>> start DOCUMENT PASSAGE

FIG. 15 illustrates an exemplary scalar standard deviation vector computed in accordance with a preferred embodiment of the present invention. FIG. 16 illustrates an exemplary scalar mean vector computed in accordance with a preferred embodiment of the present invention. When used in conjunction with the ensemble mean and ensemble standard deviation, these two vectors provide a further level of excitation normalization.

In an alternate embodiment, prior to encoding, the scalar standard deviation vector and scalar mean vector can be scaled by further encoded values which represent the average epoch standard deviation and average epoch mean computed over the segment of excitation under analysis.

Referring back to FIG. 1, Encode Scalar Statistics Means 220 is followed by Encode Ensemble Statistics Means 230, which encodes the ensemble standard deviation and ensemble mean, producing one or more code indices and the quantized ensemble statistic vector.

FIG. 17 illustrates a method for encoding ensemble statistics in accordance with a preferred embodiment of the present invention. The method corresponds to a frequency-domain implementation of Encode Ensemble Statistics Means 230 (FIG. 1). The method begins with Set Vector Length M step 231, which limits the encoded statistic vector to a maximum of M samples.

A determination is then made, in step 232, whether Pitch>M, or whether the pitch length is greater than M samples, where M corresponds to a Fast Fourier Transform (FFT) size used for characterization of the ensemble statistic (i.e., the characterization vector length), typically a power of two. When the pitch length exceeds the characterization vector length, Downsample step 233 is performed which downsamples the ensemble statistic vector to M samples.

After Downsample step 233 or when the pitch length does not exceed the characterization vector length, a determination is made, in step 234, whether the statistic being encoded is the ensemble standard deviation. If so, Compute Envelope step 235 estimates an envelope of the ensemble standard deviation, producing a correlated, well-behaved vector for encoding. In an alternate embodiment, when the statistic being encoded is the ensemble standard deviation, a filtered version of the ensemble standard deviation can be computed and used as the vector for encoding.

After Compute Envelope step 235 or when the statistic being encoded is not the ensemble standard deviation, Cyclic Transform step 236 is performed which pre-processes the ensemble statistic vector prior to frequency domain transformation in order to minimize frequency domain variance.

FIG. 18 illustrates an exemplary ensemble mean which has been cyclically shifted in accordance with a preferred embodiment of the present invention. The cyclic transform for the ensemble mean vector, which cyclically shifted the vector peak to bin zero of the FFT vector, thus placing samples left of the peak at the end of the FFT vector. The variance of the cyclically shifted inphase and quadrature is reduced, which improves quantization performance.

>> end DOCUMENT PASSAGE
>> start SUPPLIED DATA

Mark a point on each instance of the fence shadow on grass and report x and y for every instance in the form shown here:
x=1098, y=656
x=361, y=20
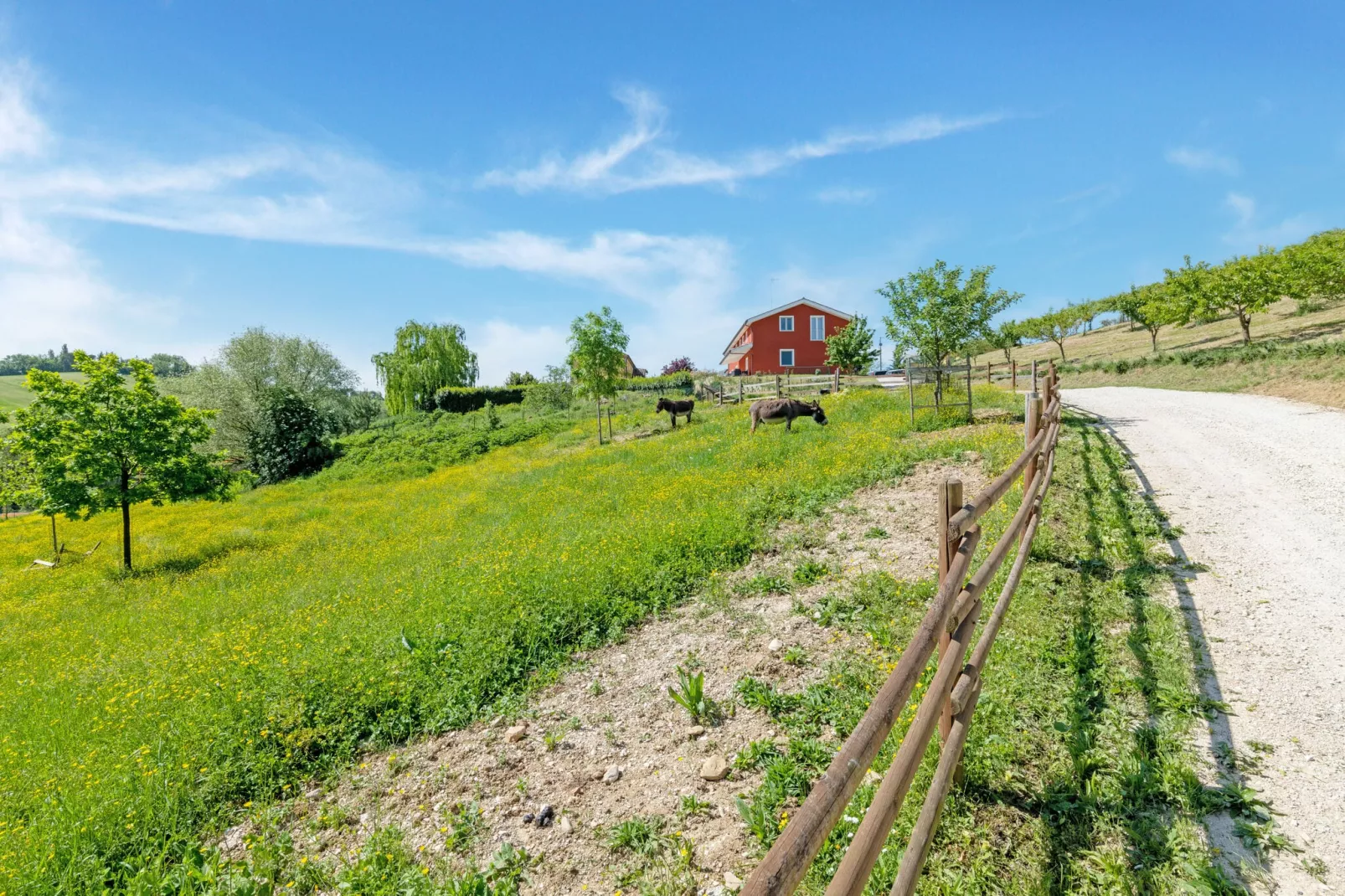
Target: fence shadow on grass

>> end SUPPLIED DATA

- _GOALS_:
a – In the passage on encoding ensemble statistics, under what condition is Downsample step 233 performed?
b – Carry on the passage on encoding ensemble statistics, starting after its final sentence.
The data plays no part in this work.

- _ANSWERS BELOW_:
a – When the pitch length exceeds the characterization vector length, M samples.

b –
Referring back to FIG. 17, after Compute Envelope step 235 or when the statistic being encoded is the ensemble standard deviation, FFT step 237 then performs an M point FFT on the vector produced by Cyclic Transform step 236, resulting in a frequency-domain representation desirably comprising inphase and quadrature frequency domain vectors. Although an FFT is used to perform a time-domain to frequency-domain transformation, other algorithms which perform the same function could be used in alternate embodiments. This is true for each FFT steps described herein. Following FFT step 237, Select Codebook Subset step 238 uses the degree of periodicity calculated by Calculate Degree of Periodicity Means 30 (FIG. 1) to select a codebook subset corresponding to the identified class.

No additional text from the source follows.